**TASK OBJECTIVE**
A faithful copy of every record is needed here. Images must not appear in it.

[Dataset items]
--*--
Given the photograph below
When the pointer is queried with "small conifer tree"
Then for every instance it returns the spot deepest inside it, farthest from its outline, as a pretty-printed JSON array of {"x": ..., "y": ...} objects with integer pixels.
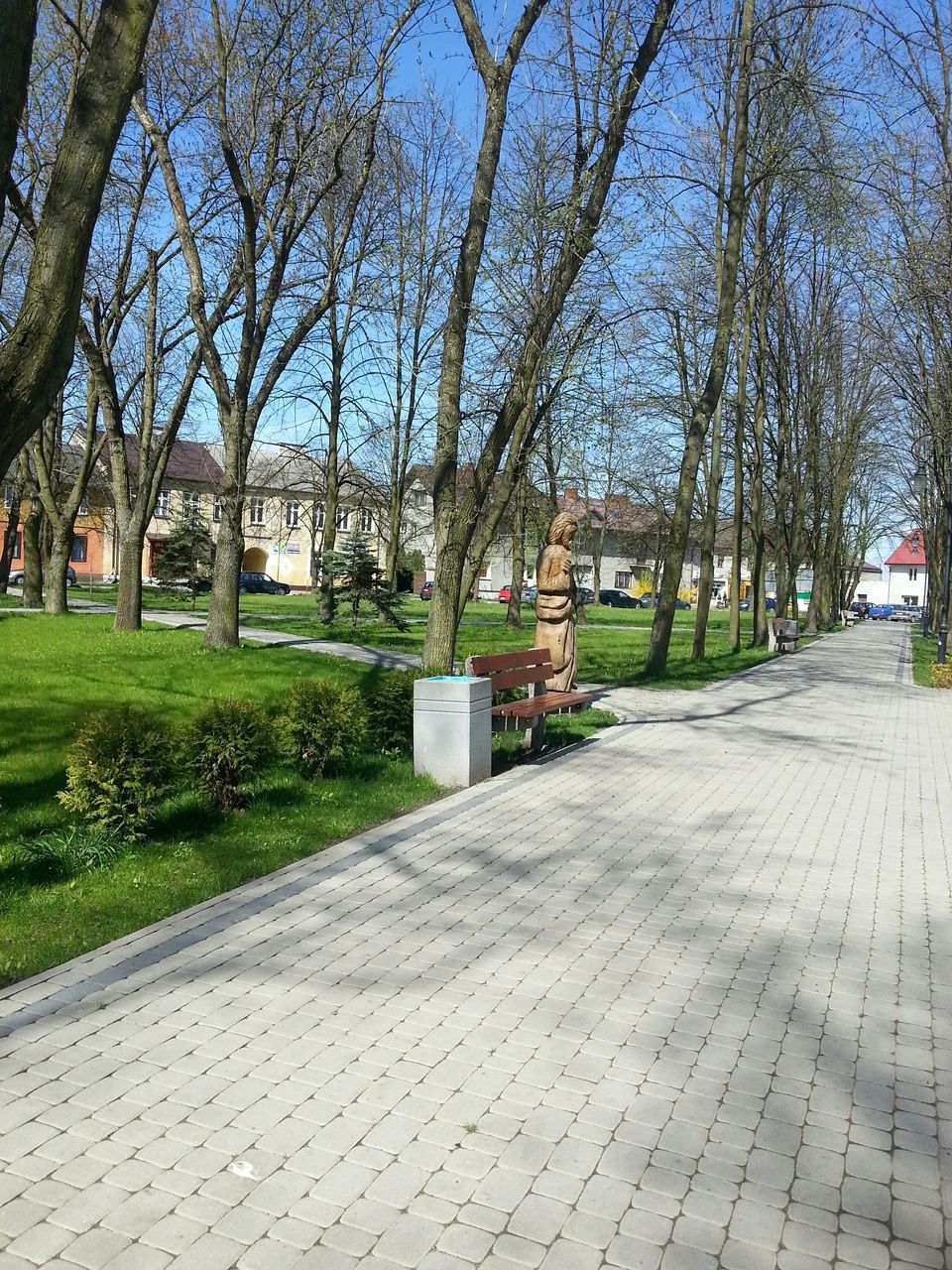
[
  {"x": 359, "y": 579},
  {"x": 186, "y": 556}
]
--*--
**YOUR RESPONSE**
Given the photograph below
When the pointer is queried with "small conifer tree"
Then for every instance it returns the spot deepest inside it, farthest from its outline, as a pretty-printed JSON array of {"x": ..., "y": ...} objects with integer pixels.
[
  {"x": 359, "y": 579},
  {"x": 186, "y": 556}
]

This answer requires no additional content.